» Supplied text:
Complete details are in TR-3633, but these are the two that you want to watch:
[root@stlrx300s7-145 mkdb]# sysctl -a | grep slot
sunrpc.tcp_max_slot_table_entries = 128
sunrpc.tcp_slot_table_entries = 128
Newer versions of linux will allow a ridiculous number of unacknowledged RPC operations to build up. The result can be sending ONTAP into a flow control mode until the OS catches up. We see problems mostly in slow clients.
For example, if you're trying to read a lot of data from a host with 1Gb connectivity on a high-end ONTAP system the OS can ask for data quicker than it can process the responses.
From: Mark Saunders [mailto:Mark.Saunders@pcmsgroup.com]
Sent: Wednesday, January 24, 2018 12:26 PM
To: Parisi, Justin <Justin.Parisi@netapp.com>; Steiner, Jeffrey <Jeffrey.Steiner@netapp.com>; Fenn, Michael <fennm@DEShawResearch.com>;
toasters@teaparty.net
Subject: RE: NFS issue after upgrading filers to 9.2P2
Justin
I have just checked the SVM and there are no admin/management interfaces configured for it there are three data lifs for different vlans. I have checked through our other systems this morning and there are no
issues in vmware (5.5) or SLES 11/12 so this is just with the redhat servers.
I have checked the interfaces at the server end and it is not showing errors or dropped packets. On the filer end we have 4 physical ports in an interface group with vlans on top. I have run “statistics start
–obeject nfs_exports_access_cache” which when checked doesn’t report any errors.
On the server interface
eth1 Link encap:Ethernet HWaddr 00:50:56:A5:0D:6A
inet addr:10.240.1.30 Bcast:10.240.1.31 Mask:255.255.255.224
inet6 addr: fe80::250:56ff:fea5:d6a/64 Scope:Link
UP BROADCAST RUNNING MULTICAST MTU:1500 Metric:1
RX packets:127209 errors:0 dropped:0 overruns:0 frame:0
TX packets:26100 errors:0 dropped:0 overruns:0 carrier:0
collisions:0 txqueuelen:1000
RX bytes:104158360 (99.3 MiB) TX bytes:14489402 (13.8 MiB)

» Extracted data:

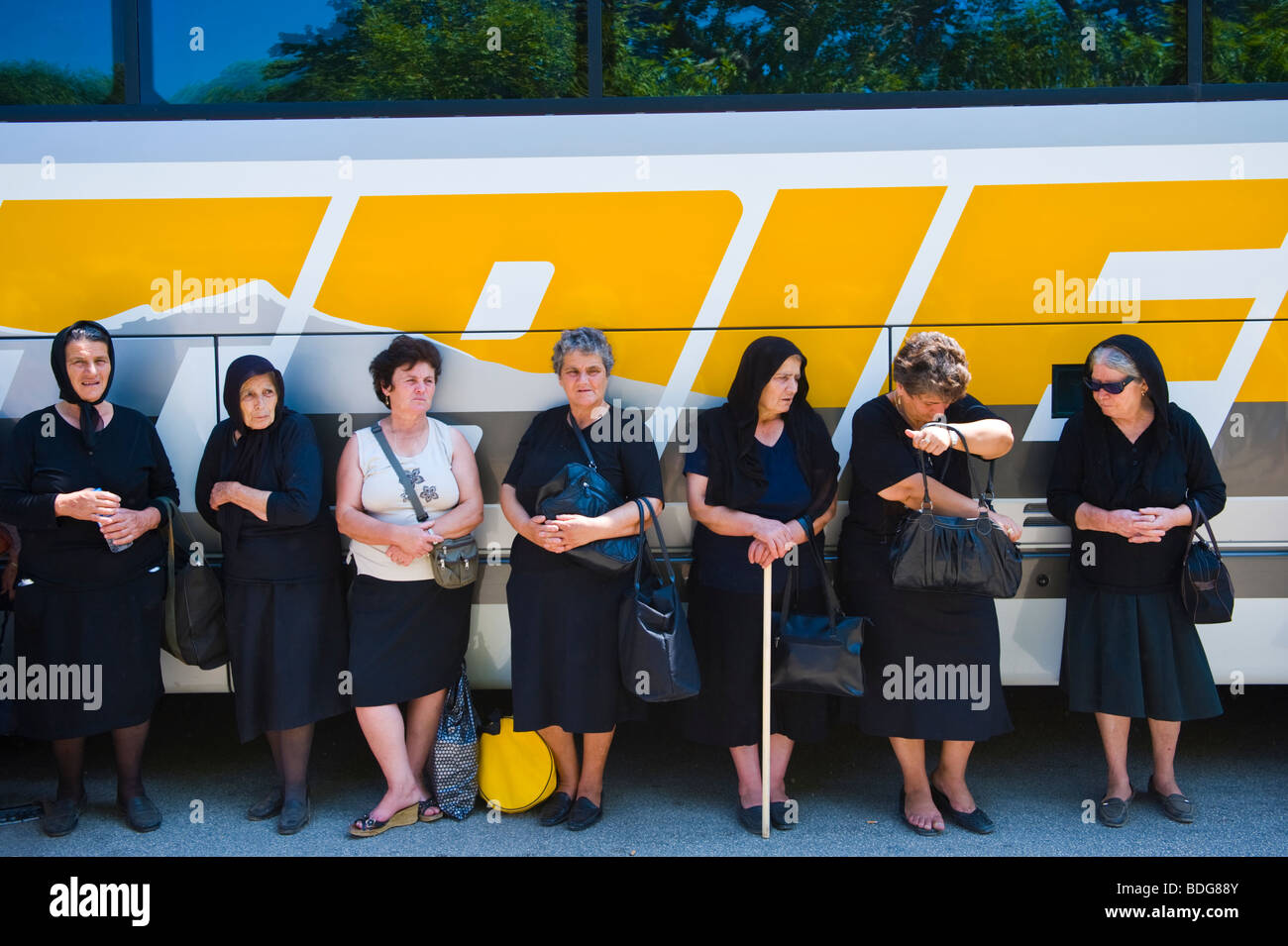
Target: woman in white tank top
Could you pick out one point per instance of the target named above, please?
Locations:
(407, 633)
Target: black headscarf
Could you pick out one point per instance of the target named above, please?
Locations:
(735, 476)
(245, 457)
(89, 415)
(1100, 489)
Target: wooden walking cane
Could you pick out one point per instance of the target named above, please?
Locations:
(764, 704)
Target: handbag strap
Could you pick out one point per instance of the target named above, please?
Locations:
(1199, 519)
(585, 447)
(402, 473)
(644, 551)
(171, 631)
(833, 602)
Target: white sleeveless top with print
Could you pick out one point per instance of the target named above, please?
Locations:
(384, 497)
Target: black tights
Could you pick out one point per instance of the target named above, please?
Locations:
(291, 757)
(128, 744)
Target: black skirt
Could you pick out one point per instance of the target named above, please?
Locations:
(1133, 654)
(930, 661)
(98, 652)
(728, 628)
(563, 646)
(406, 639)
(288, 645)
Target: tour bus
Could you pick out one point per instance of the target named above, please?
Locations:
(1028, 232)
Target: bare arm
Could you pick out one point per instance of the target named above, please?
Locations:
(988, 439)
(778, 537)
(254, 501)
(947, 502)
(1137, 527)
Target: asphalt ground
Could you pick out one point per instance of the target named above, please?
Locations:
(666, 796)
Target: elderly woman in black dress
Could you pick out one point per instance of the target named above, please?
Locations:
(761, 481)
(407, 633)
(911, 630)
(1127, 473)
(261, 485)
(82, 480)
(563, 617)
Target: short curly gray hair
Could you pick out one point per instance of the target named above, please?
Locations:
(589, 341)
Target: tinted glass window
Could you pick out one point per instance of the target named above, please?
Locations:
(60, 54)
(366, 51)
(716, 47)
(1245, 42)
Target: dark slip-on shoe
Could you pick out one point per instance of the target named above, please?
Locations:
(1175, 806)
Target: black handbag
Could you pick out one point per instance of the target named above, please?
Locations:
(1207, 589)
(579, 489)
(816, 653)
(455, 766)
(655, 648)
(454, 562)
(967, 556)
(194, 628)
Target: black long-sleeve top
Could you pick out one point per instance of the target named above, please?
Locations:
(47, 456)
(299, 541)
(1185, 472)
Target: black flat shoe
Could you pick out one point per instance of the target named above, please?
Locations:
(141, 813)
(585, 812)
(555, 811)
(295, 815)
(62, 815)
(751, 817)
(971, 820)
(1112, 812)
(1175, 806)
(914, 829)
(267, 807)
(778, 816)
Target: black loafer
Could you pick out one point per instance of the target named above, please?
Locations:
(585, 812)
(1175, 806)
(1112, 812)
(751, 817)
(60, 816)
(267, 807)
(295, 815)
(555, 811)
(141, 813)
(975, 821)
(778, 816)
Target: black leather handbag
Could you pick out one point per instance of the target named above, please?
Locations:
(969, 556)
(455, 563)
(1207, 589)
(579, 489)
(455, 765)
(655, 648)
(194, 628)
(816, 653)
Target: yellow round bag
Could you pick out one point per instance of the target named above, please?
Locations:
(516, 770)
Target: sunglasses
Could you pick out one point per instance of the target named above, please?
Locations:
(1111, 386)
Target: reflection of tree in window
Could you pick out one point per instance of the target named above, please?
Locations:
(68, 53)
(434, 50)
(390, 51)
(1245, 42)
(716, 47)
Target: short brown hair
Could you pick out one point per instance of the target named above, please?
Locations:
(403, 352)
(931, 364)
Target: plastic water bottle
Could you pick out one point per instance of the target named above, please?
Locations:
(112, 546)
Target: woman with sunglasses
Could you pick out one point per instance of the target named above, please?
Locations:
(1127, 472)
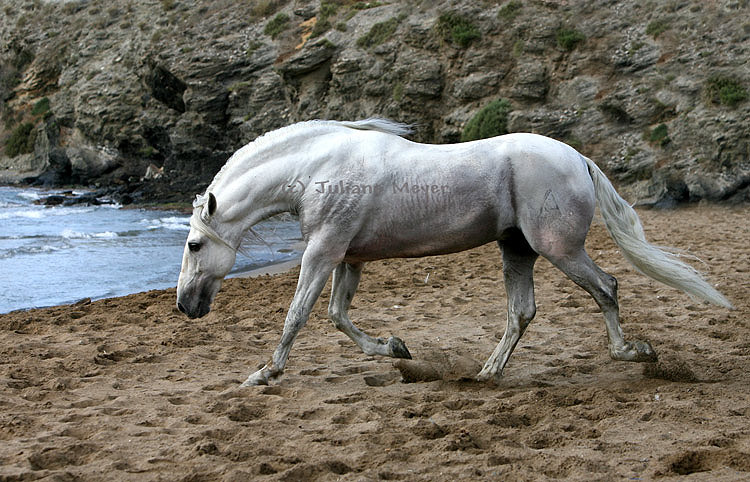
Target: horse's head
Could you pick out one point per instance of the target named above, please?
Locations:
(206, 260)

» Your task: List every email address that appears in the NFS thread.

» Output of the exercise:
Mark.Saunders@pcmsgroup.com
Justin.Parisi@netapp.com
Jeffrey.Steiner@netapp.com
fennm@DEShawResearch.com
toasters@teaparty.net